### Point annotation dataset records
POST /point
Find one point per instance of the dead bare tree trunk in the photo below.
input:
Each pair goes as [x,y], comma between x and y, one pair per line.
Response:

---

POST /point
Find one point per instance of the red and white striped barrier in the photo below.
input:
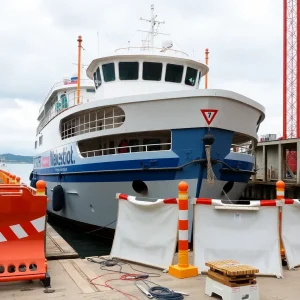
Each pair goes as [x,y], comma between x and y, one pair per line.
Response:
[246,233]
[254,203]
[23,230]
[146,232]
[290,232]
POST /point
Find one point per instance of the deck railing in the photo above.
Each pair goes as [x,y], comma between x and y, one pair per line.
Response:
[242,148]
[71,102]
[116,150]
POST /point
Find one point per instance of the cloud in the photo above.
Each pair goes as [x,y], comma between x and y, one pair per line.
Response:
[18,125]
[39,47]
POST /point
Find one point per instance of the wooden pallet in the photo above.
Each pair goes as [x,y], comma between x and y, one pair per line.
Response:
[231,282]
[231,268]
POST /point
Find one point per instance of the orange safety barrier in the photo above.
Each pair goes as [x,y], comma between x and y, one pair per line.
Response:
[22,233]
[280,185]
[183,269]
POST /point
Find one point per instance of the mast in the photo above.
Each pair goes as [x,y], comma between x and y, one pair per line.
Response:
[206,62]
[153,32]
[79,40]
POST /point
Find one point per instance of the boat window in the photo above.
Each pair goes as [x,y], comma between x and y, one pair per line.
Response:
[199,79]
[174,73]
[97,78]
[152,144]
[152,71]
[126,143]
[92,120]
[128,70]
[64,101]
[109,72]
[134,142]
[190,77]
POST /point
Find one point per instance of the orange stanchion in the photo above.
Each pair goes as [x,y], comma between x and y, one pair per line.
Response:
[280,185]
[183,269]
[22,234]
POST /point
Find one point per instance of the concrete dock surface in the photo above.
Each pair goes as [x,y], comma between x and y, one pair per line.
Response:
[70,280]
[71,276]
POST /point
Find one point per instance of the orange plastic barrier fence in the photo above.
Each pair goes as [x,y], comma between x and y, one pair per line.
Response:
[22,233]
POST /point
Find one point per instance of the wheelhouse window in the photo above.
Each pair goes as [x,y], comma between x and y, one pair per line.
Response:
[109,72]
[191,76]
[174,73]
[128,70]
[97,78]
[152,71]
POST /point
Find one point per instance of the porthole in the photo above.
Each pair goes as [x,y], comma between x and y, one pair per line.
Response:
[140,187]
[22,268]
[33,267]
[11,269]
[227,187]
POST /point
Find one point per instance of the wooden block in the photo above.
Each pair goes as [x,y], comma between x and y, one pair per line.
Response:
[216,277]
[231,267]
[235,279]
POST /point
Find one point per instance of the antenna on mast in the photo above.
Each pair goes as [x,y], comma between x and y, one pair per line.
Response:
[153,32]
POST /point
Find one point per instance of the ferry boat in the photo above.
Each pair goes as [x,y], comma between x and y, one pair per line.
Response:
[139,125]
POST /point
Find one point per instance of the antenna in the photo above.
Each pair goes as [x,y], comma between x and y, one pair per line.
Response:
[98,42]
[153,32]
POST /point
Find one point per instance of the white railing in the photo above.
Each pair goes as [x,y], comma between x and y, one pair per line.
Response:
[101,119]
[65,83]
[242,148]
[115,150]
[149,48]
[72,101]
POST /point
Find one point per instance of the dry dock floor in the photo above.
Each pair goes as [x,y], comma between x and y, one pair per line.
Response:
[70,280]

==

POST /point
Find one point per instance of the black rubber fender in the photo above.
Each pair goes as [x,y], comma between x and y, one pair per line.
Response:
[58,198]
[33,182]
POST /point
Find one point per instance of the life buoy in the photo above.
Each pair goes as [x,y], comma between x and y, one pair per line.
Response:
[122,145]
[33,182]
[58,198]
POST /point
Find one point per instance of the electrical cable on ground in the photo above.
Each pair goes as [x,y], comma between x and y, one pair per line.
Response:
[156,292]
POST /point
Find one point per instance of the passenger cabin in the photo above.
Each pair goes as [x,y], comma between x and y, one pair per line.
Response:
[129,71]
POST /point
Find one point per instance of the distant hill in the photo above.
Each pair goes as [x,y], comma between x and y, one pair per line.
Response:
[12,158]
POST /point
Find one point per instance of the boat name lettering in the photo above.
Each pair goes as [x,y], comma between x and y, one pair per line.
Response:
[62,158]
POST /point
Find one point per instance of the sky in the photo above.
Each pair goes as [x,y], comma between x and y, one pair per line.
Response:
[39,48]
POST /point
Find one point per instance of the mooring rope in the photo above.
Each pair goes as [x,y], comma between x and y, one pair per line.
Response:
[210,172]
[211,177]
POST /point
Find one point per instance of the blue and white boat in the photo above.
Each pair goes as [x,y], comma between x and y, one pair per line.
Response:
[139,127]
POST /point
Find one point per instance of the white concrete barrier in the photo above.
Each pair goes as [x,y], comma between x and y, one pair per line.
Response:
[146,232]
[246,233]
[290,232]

### TASK
Pick out every line of the records that contains the string "below", treating uppercase and lowercase as different, and copy each such line.

### SOLUTION FOR THIS EXERCISE
Find one point per instance of the dead bare tree trunk in the photo below.
Find one point per instance of the red and white striped barrier in the photo below.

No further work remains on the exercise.